Supplied passage
In the current field of event recognition, traditional methods rely on expert knowledge and artificial design features. These methods have a high accuracy in the professional field, but the generalization ability is not good in the event recognition of an open field. The use of the deep learning model for event recognition have higher portability, but there are many parameters that need to be adjusted in the process of model training, and as the number of iterations increases, the training gradient is prone to dispersion, and the single neural network framework has certain limitations. In order to tackle the abovementioned problems, a neural network model Conv-RDBiGRU (Convolution-Residual Deep Bidirectional Gated Unit) was proposed in this paper, and the overall learning scheme is shown in Figure 1. In the model, extracting local information feature of text through convolution operation, capturing deep context feature information of text corpus using DBiGRU part, and then using the residual structure to change the framework structure that data source for this network layer are only from previous layer in the traditional plain network. The changed framework structure introduces a design that is similar to “shortcut” type [20]. The source data input skips multiple hidden layers and is added directly to the data output section. This method can introduce more reference information to the output data, and, at the same time, make up the influence of vanishing gradient along with the network deepened, so as to improve Chinese emergency event recognition effect.

Figure 1

Overall learning scheme.

2. Related Work

2.1. Preprocess

Text statements are extracted from the corpus by using regular expression. It is a common idea of English event recognition to extract features of words in sentences through neural network, find out existing trigger words, and classify them [21]. However, for some languages, such as Chinese, there is no natural segmentation in Chinese, so, at first, word segmentation is required, and word segmentation tools are used to process text. Common word segmentation tools include jieba, Stanford, CRF++, and thulac [22]. The Word2Vec model proposed by MIKOLOV et al. is used to train the text corpus after word segmentation to obtain the word vector [23]. The training methods include Skip-Gram and CBOW (Continuous Bag of Words) [24].

Dataset
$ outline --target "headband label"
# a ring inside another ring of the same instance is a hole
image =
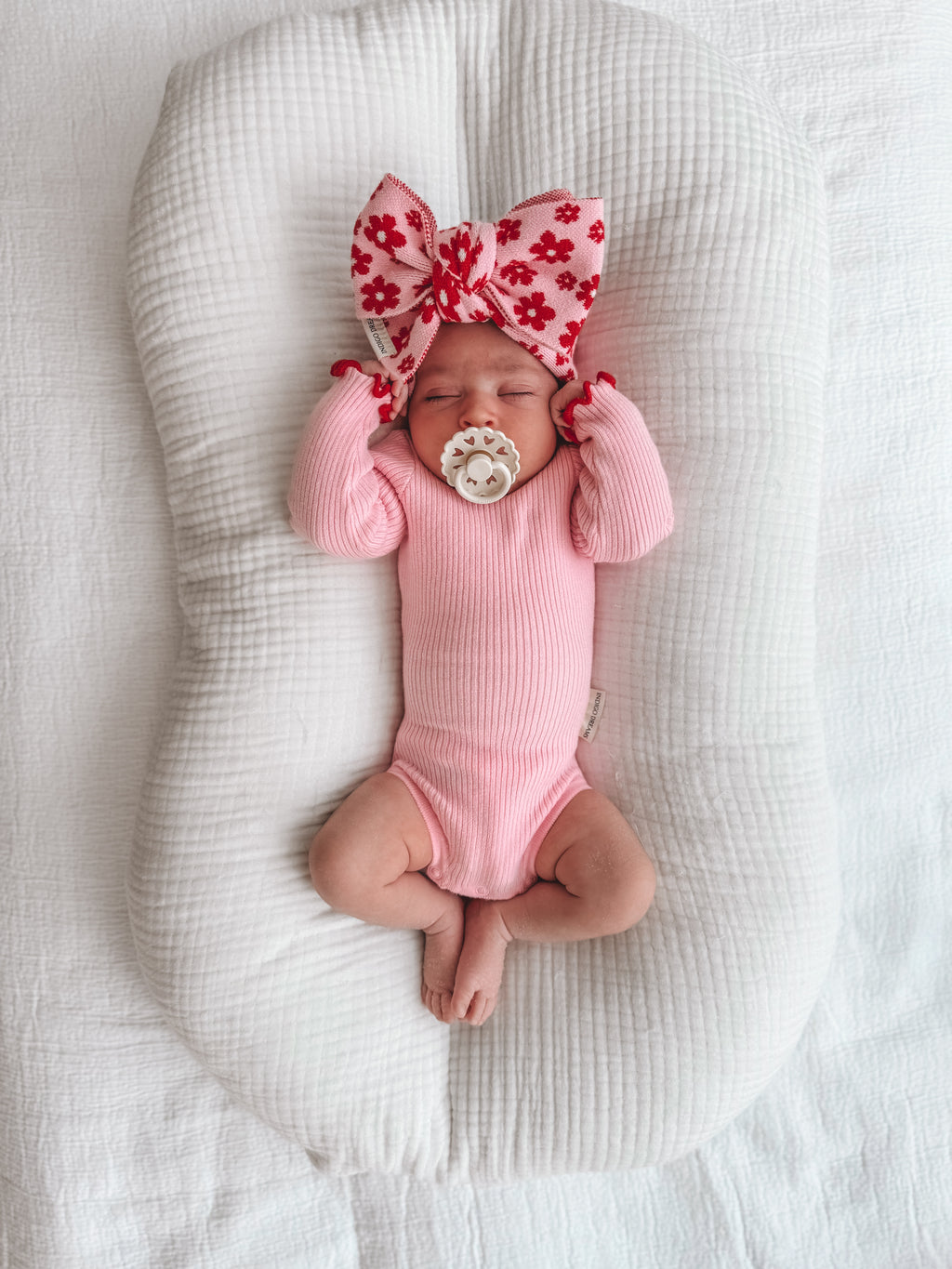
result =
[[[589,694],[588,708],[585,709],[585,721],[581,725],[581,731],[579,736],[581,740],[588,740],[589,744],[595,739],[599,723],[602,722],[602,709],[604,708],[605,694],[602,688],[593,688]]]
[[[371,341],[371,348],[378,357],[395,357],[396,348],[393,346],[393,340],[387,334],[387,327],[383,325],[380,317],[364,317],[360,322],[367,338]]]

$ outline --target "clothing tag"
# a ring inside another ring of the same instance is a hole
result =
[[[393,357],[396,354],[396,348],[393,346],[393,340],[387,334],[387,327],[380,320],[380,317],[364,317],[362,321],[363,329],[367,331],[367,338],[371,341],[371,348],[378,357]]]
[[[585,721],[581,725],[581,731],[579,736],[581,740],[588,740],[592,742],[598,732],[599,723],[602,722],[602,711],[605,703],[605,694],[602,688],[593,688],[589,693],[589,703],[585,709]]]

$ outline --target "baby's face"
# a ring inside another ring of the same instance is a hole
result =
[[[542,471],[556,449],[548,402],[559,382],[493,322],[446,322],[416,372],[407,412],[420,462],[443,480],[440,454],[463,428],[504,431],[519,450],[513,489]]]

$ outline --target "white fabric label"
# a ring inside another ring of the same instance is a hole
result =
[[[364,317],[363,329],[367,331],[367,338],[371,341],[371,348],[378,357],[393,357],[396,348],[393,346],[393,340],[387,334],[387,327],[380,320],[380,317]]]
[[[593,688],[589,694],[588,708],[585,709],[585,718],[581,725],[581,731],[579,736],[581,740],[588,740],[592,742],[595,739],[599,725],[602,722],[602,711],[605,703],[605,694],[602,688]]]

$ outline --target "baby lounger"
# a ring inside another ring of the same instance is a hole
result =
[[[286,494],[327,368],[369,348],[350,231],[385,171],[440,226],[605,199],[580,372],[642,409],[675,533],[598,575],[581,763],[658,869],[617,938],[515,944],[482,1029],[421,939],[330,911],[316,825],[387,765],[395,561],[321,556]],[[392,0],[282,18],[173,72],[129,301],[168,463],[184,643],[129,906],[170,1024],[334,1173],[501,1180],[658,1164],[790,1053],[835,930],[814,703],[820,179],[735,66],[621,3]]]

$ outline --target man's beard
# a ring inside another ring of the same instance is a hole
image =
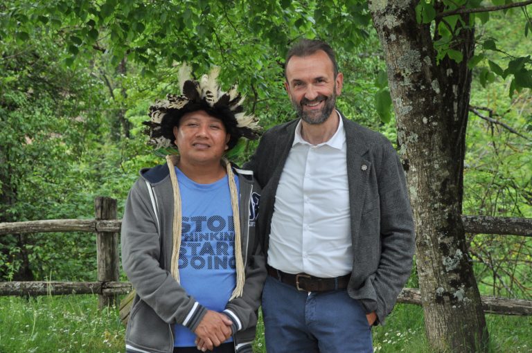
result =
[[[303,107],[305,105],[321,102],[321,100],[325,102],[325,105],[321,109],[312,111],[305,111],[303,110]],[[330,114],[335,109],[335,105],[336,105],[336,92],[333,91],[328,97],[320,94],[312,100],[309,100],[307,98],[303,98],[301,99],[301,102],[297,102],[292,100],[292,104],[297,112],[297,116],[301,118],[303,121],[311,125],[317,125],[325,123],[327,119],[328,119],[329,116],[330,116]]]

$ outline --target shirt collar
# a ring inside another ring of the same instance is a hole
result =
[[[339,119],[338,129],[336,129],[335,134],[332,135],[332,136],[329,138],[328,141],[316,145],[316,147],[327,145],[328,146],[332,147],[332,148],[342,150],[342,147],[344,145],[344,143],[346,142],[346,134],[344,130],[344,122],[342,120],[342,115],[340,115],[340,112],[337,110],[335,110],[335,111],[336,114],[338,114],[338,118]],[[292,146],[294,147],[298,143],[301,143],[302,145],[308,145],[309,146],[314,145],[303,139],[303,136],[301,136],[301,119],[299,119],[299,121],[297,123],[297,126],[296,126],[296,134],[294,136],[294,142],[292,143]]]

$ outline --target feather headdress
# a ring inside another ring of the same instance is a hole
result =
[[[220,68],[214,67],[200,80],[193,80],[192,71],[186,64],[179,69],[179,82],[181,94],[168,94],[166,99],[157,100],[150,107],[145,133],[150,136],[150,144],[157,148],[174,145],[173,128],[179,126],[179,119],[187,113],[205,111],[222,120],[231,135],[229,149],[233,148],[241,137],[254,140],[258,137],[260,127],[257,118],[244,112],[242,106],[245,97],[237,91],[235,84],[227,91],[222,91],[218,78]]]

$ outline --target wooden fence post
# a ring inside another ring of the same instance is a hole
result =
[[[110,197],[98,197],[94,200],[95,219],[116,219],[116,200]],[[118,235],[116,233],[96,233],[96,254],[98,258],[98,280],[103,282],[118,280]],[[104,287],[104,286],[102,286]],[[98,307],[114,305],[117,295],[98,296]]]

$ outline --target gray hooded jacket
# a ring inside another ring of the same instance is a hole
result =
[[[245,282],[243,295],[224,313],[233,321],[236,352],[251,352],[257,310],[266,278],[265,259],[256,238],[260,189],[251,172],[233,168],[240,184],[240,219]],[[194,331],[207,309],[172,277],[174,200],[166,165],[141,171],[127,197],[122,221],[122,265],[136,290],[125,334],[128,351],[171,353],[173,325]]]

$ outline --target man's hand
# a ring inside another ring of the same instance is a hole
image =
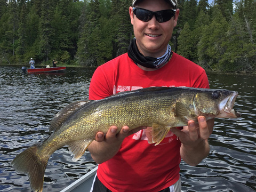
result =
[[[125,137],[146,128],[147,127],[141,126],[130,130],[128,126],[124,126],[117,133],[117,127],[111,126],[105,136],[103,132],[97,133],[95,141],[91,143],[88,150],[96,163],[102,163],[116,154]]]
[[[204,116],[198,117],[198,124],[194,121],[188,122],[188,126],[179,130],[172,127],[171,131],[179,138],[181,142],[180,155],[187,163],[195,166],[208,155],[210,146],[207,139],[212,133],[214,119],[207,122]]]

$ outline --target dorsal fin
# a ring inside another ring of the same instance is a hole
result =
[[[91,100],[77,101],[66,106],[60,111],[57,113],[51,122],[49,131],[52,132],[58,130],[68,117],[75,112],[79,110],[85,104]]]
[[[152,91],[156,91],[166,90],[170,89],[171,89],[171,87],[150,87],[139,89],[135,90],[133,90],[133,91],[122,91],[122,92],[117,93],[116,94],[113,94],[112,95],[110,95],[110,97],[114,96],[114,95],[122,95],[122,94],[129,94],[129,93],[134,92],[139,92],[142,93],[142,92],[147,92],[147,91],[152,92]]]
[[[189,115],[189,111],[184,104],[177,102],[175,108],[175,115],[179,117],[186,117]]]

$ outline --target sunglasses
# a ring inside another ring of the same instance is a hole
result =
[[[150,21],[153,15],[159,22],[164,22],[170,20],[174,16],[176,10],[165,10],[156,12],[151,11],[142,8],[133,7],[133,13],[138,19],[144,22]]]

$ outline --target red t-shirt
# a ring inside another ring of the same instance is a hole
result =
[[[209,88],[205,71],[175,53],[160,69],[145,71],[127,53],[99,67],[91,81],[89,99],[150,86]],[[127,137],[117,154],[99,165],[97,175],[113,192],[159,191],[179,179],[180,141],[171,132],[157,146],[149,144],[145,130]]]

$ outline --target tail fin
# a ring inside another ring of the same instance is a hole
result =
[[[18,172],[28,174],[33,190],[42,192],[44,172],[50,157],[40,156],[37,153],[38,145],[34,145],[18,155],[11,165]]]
---
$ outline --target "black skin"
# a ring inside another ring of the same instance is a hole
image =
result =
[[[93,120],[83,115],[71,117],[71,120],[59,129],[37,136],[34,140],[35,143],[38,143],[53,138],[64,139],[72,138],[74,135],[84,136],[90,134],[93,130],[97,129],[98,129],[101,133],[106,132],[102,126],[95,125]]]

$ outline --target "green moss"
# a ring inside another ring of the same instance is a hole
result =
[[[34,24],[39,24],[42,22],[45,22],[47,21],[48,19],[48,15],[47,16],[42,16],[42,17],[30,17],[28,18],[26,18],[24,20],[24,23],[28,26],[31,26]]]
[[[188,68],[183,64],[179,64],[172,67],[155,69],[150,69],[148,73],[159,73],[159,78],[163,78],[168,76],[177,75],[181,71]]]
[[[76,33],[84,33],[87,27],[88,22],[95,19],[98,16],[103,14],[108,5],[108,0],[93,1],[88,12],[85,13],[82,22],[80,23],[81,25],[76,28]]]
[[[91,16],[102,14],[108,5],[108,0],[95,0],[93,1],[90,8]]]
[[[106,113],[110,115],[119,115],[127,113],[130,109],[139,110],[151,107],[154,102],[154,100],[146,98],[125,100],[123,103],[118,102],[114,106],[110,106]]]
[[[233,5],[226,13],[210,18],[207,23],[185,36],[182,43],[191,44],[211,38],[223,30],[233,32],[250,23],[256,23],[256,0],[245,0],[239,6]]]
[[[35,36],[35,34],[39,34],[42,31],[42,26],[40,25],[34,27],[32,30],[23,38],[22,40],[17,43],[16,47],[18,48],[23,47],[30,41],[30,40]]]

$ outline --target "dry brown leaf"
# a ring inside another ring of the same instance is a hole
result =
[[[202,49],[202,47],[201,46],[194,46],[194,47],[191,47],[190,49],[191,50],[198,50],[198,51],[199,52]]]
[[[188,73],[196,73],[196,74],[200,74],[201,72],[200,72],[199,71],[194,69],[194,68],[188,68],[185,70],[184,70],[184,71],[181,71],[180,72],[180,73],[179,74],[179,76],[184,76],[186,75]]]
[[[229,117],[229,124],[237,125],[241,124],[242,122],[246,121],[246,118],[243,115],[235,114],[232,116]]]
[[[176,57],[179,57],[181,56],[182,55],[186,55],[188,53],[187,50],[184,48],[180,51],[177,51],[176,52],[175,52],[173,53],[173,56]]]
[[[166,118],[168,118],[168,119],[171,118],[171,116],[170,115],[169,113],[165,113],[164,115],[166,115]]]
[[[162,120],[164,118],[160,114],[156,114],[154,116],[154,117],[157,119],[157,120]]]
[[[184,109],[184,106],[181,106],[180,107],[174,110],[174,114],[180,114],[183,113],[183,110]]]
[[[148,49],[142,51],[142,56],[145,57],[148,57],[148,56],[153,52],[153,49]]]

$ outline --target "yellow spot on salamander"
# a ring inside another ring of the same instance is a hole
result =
--
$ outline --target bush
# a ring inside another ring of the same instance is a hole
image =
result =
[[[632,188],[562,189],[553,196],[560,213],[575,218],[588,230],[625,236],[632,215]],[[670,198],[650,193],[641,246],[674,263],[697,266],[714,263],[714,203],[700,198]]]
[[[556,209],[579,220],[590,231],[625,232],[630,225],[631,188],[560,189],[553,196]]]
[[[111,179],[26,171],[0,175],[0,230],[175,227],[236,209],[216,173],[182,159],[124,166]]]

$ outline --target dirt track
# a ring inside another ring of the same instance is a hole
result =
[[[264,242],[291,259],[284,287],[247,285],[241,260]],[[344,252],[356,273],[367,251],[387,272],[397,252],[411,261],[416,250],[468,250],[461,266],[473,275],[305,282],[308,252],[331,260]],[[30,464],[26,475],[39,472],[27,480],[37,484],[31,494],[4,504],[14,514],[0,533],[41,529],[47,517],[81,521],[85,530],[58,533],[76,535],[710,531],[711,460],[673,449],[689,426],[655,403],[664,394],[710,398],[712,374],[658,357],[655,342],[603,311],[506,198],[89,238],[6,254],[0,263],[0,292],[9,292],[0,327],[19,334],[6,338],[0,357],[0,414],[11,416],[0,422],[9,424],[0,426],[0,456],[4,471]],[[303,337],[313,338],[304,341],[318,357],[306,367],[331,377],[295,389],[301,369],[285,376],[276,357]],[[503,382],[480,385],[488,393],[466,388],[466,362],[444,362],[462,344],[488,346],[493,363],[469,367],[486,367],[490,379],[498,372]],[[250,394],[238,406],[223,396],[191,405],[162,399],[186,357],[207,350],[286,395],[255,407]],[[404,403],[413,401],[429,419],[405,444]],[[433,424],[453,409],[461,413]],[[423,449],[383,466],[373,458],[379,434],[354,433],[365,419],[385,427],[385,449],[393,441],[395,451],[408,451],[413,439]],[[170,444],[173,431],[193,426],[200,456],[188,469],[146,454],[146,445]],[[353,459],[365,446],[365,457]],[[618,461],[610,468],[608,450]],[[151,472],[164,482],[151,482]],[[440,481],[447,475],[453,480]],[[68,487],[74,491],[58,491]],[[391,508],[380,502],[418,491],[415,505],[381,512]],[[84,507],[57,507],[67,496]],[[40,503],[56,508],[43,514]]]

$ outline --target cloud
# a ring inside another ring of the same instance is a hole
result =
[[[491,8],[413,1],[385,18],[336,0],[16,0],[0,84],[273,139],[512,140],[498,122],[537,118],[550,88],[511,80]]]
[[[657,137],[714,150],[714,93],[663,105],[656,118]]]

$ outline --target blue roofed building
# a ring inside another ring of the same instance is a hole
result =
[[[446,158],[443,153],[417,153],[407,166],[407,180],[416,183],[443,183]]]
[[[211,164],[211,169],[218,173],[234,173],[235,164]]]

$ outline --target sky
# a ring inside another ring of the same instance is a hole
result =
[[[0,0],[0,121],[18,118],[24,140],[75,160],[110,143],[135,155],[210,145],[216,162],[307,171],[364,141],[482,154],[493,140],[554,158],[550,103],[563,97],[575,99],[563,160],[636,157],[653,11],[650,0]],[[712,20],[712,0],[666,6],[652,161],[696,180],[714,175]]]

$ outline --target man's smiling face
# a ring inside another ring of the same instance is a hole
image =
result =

What you have to do
Pick up the passage on Chinese emergency event recognition after its final sentence and carry it forward.

Output of the task
2.2. Convolution

There are three common structures, convolutional layer, pooling layer, and full connection layer, in convolutional neural network (CNN). After the convolution layer, the maximum pooling operation will be taken to reduce the dimension of the output result for capturing significant local features, and then the next process outputs the result through the fully connected operation. However, in this paper, the text corpus is sequence text with context-dependent information. It will lose sequence information of word with each other and destroy the sequence features if next step adopts the pooling operation after convolution. So, in the model, after using the convolution operation, the next step will abandon the relevant operation about the pooling layer and fully connected layer. The local features that extracted convolution operation are directly inputted into the next layer network structure for extracting deeper context semantic features.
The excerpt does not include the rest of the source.